■ WHAT IS REQUIRED
Name every person the passage about Michel Angelo mentions by name.

■ TEXT BLOCK

▼

Unlike Raphael, his brooding, introspective, unhappy contemporary, we are given to understand, resisted all influences. Whatever he had he drew from within himself, and he had but a single manner. It was nearly as strong at first as at last. Apprenticed to Ghirlandaio at thirteen, he took nothing even from this first master, who finished so closely, and introduced, like Holbein, realistic every-day burghers kneeling in his stiff religious tableaux. With some small debt to the antique, he shut his eyes to everything else, and disdained to correct even his faults from observation of others. The naked human figure for the form, and some far-away secret store-house of sublimities for the soul, were his only material. This scornful trait does not impress one as egotism in the ordinary sense. It is more like a supreme disgust at the disparity between the realization and the dim conceptions of the imagination for which he strove, which included merits and faults in a like indifference. He left scores of statues in which the form just begins to emerge from the block, full of a vague impressiveness. Their meaning was perhaps as much a mystery to him as to others. He repeatedly declared himself, in a passion of impatience, neither sculptor, painter, nor architect, yet his pride was not the less intense. He was comparing himself, not with things as they are, but with some standard of towering perfection seen only by himself.

As to his architecture, M. Garnier, who wrote professionally the section on this head of the elegant volume prepared by the Gazette des Beaux Arts (and he is followed by Mr. Perkins), agrees with his own dissatisfied estimate. “ Though he has the stroke, the force, the breadth, the will, the personality, which make the great composer,” he says, “Michel Angelo is ignorant of the language of architecture, does not know its grammar, and can hardly write. Having conceived the leading lines of the design, it would seem as if he had written upon his drawing, ‘ Here place a cornice, there a capital.’” The line of criticism seems a little hypercritical, it is not unusual for good architects even at the present day to confide some of the details to subordinates, and we find it hard to believe that so masterly a composer of masses could not have done as well with whatever capitals and cornices, in his great press of affairs, he chose to honor with his attention. Lübke, in his late History of Art, continues the old view, and finds one of his cornices at least, that of the Farnese palace, “ grandly effective,” and his plan for the Capitol “ of matchless artistic grace.”

▲

■ DATA SECTION
▼

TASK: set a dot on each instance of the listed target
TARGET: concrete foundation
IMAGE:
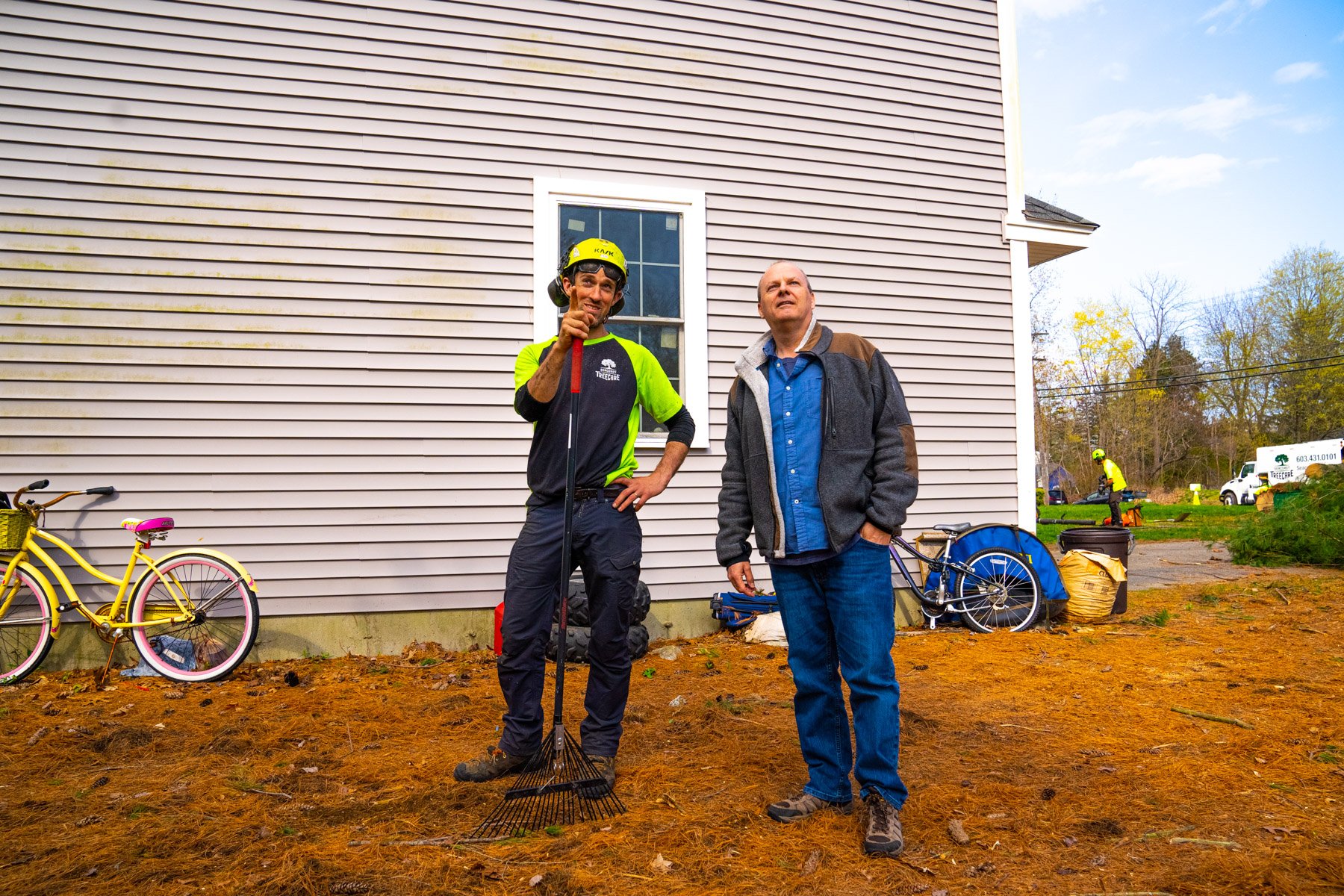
(366, 635)
(388, 633)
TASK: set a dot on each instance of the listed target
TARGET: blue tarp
(999, 535)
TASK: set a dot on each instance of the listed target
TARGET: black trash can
(1104, 539)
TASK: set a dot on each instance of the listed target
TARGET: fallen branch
(1226, 721)
(1225, 844)
(1156, 835)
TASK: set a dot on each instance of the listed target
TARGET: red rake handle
(577, 366)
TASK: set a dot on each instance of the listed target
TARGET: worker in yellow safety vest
(1113, 480)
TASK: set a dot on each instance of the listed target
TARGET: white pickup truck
(1281, 464)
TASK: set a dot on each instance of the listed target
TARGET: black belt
(597, 494)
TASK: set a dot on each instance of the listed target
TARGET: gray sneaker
(606, 768)
(495, 763)
(885, 837)
(803, 805)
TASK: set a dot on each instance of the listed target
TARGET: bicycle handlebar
(42, 484)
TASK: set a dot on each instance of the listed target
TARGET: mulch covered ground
(1058, 755)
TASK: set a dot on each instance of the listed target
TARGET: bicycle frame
(73, 601)
(939, 602)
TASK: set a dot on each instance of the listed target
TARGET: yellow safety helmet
(601, 252)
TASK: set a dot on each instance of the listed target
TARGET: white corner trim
(1016, 191)
(1060, 234)
(1024, 388)
(1016, 223)
(549, 193)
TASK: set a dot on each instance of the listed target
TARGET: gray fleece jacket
(868, 464)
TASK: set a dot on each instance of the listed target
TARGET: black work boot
(606, 768)
(803, 805)
(494, 765)
(885, 837)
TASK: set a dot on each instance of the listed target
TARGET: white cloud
(1305, 124)
(1216, 114)
(1236, 11)
(1115, 72)
(1157, 175)
(1053, 8)
(1298, 72)
(1166, 173)
(1211, 114)
(1228, 6)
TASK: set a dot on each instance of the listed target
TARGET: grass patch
(1157, 620)
(1310, 531)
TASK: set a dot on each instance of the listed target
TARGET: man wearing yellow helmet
(1113, 480)
(618, 379)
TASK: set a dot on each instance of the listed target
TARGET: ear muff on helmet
(601, 252)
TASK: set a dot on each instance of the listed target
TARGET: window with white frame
(662, 234)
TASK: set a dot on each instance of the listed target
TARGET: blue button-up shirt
(796, 386)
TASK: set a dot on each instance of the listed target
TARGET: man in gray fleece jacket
(820, 461)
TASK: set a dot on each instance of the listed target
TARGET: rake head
(562, 788)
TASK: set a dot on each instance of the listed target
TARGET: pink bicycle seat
(158, 524)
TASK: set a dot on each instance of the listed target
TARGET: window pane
(577, 223)
(633, 282)
(652, 245)
(662, 242)
(623, 227)
(662, 292)
(665, 346)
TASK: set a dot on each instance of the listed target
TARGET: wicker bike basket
(13, 528)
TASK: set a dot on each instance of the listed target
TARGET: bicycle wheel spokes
(25, 628)
(223, 617)
(999, 590)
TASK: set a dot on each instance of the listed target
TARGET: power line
(1195, 382)
(1154, 381)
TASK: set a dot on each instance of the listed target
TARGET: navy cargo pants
(606, 544)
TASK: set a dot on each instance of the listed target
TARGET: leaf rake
(559, 783)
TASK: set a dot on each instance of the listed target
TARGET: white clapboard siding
(267, 264)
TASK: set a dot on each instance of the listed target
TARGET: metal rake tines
(561, 788)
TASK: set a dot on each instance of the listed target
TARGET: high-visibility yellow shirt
(1112, 472)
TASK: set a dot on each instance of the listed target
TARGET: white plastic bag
(766, 628)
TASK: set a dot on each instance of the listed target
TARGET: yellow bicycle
(193, 615)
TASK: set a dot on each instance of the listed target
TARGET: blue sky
(1204, 137)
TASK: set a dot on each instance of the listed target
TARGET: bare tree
(1234, 337)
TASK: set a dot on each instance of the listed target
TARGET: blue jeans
(606, 543)
(839, 615)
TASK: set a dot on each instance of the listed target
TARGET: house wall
(267, 264)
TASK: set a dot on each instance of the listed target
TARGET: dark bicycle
(992, 588)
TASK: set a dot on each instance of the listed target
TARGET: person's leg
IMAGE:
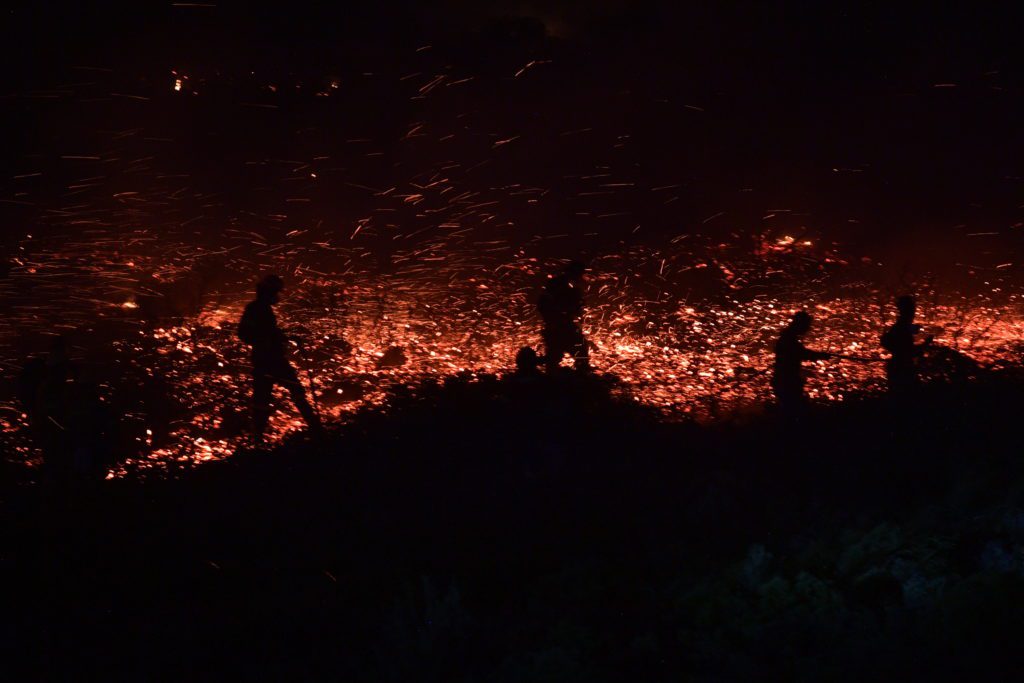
(290, 380)
(262, 394)
(554, 349)
(581, 350)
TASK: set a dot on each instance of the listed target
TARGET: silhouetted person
(560, 306)
(787, 378)
(899, 340)
(270, 366)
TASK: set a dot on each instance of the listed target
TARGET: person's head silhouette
(907, 307)
(526, 360)
(801, 323)
(268, 289)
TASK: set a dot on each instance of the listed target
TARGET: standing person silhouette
(787, 378)
(901, 369)
(269, 355)
(560, 306)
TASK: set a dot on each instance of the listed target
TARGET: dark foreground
(544, 530)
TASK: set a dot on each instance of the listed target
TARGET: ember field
(415, 210)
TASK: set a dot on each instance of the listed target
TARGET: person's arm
(809, 354)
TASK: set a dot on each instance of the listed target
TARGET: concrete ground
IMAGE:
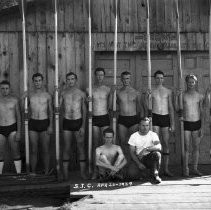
(41, 192)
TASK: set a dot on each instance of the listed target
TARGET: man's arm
(50, 114)
(102, 160)
(84, 110)
(135, 158)
(18, 120)
(155, 147)
(202, 114)
(121, 160)
(171, 111)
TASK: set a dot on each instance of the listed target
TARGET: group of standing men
(132, 107)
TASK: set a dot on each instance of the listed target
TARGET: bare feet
(197, 172)
(168, 173)
(186, 173)
(157, 179)
(94, 176)
(84, 176)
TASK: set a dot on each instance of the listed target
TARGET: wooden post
(90, 89)
(180, 86)
(25, 84)
(149, 68)
(56, 93)
(115, 70)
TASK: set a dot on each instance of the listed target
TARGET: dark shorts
(128, 121)
(160, 120)
(104, 175)
(6, 130)
(151, 161)
(101, 120)
(39, 125)
(72, 125)
(192, 126)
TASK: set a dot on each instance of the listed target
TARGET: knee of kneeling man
(157, 154)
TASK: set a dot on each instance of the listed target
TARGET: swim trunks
(192, 126)
(38, 125)
(101, 120)
(6, 130)
(128, 121)
(72, 125)
(160, 120)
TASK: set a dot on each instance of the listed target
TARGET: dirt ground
(50, 198)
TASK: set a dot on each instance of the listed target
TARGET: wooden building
(73, 45)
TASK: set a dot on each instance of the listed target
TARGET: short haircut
(191, 76)
(125, 73)
(37, 75)
(99, 69)
(5, 82)
(108, 130)
(71, 74)
(158, 72)
(145, 119)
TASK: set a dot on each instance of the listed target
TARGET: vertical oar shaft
(209, 94)
(56, 93)
(90, 91)
(180, 86)
(149, 66)
(25, 73)
(115, 71)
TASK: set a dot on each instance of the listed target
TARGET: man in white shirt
(145, 149)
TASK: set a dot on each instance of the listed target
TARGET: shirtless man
(40, 122)
(130, 110)
(10, 125)
(193, 121)
(72, 102)
(163, 116)
(110, 158)
(101, 100)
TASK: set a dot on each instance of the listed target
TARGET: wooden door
(125, 62)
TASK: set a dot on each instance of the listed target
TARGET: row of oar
(22, 7)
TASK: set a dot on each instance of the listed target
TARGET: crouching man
(145, 149)
(110, 158)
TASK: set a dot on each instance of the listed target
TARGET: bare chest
(7, 105)
(72, 98)
(100, 94)
(38, 100)
(160, 95)
(127, 96)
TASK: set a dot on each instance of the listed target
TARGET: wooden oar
(90, 89)
(149, 68)
(56, 93)
(209, 94)
(115, 68)
(22, 7)
(180, 86)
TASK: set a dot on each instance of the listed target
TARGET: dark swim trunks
(192, 126)
(6, 130)
(128, 121)
(160, 120)
(101, 120)
(72, 125)
(38, 125)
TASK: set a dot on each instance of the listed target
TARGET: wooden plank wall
(72, 16)
(73, 38)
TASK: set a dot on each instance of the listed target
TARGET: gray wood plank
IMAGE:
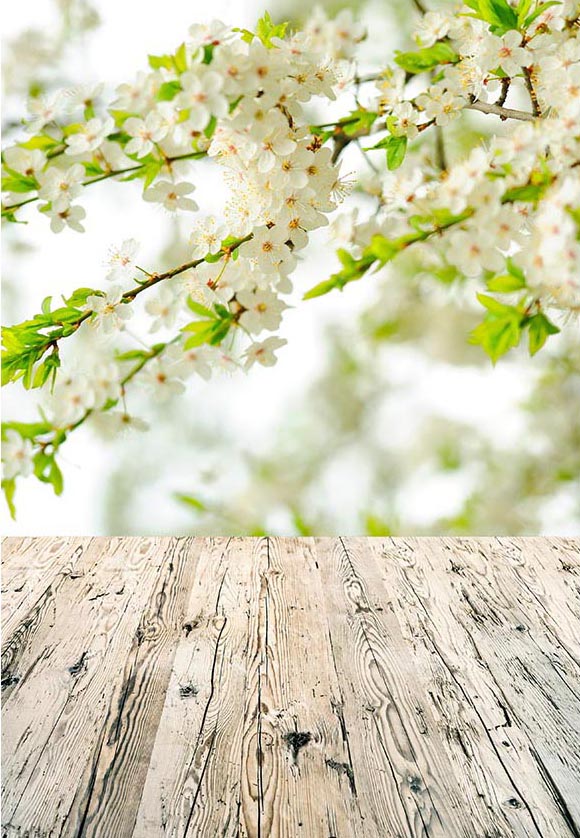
(332, 688)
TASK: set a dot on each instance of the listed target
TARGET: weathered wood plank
(485, 743)
(107, 804)
(333, 688)
(192, 764)
(402, 783)
(70, 666)
(29, 567)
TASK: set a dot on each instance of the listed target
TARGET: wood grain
(293, 688)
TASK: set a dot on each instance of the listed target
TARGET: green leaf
(539, 11)
(322, 288)
(396, 150)
(540, 329)
(16, 182)
(531, 192)
(168, 91)
(266, 29)
(501, 329)
(422, 60)
(156, 62)
(359, 121)
(78, 298)
(384, 249)
(498, 13)
(506, 283)
(9, 489)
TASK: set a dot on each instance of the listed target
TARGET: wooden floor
(306, 688)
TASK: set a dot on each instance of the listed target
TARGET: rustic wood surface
(304, 688)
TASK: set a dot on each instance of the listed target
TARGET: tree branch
(503, 113)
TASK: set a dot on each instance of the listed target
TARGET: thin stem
(498, 110)
(440, 155)
(532, 91)
(505, 86)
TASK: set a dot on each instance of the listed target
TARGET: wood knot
(295, 740)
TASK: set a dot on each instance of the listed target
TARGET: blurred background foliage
(400, 426)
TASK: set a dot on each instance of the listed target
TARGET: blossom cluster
(239, 100)
(506, 217)
(508, 214)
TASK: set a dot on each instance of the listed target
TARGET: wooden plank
(192, 787)
(403, 785)
(70, 680)
(488, 749)
(541, 686)
(342, 688)
(107, 802)
(29, 567)
(307, 725)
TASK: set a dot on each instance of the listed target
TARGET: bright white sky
(255, 403)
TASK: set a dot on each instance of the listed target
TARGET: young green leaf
(540, 329)
(422, 60)
(396, 150)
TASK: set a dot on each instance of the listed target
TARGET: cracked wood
(324, 688)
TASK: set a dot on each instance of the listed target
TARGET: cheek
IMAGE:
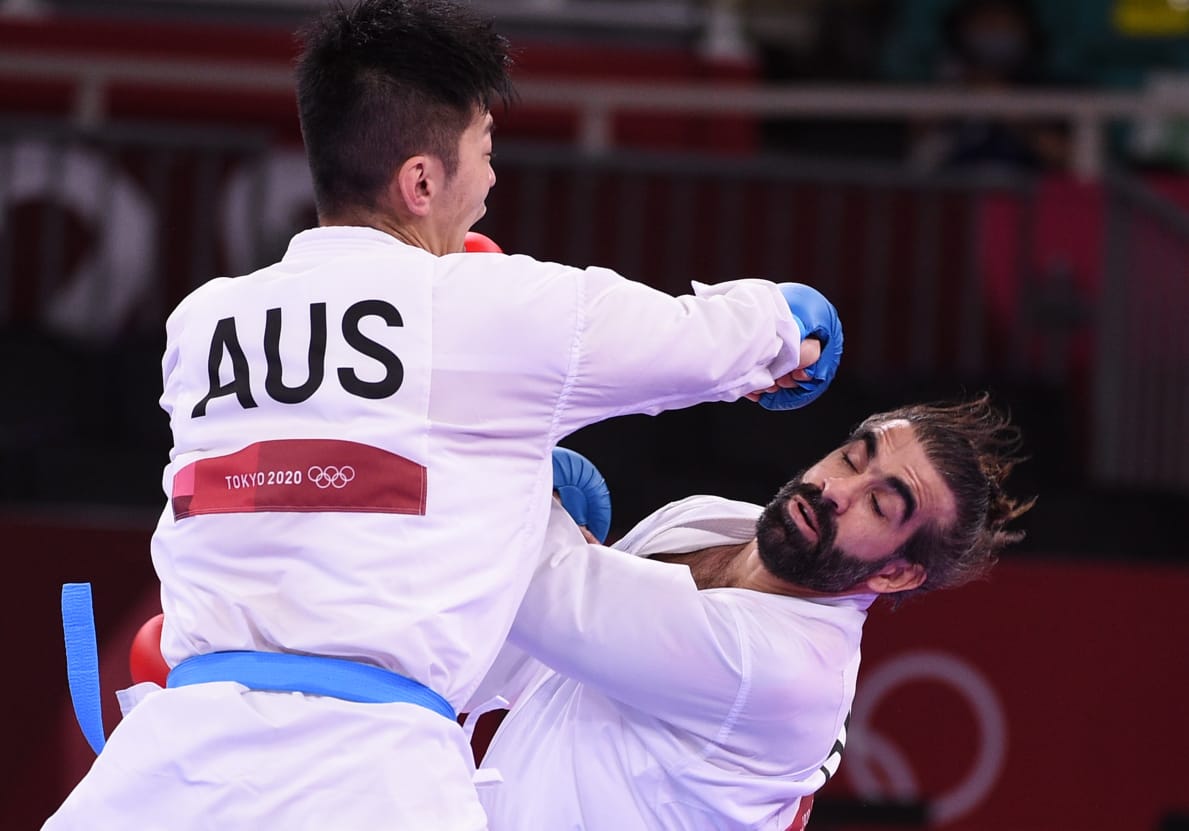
(862, 536)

▲

■ WORKED ANSWER
Raphael, Ghirlandaio, Holbein, M. Garnier, Mr. Perkins, Michel Angelo, Lübke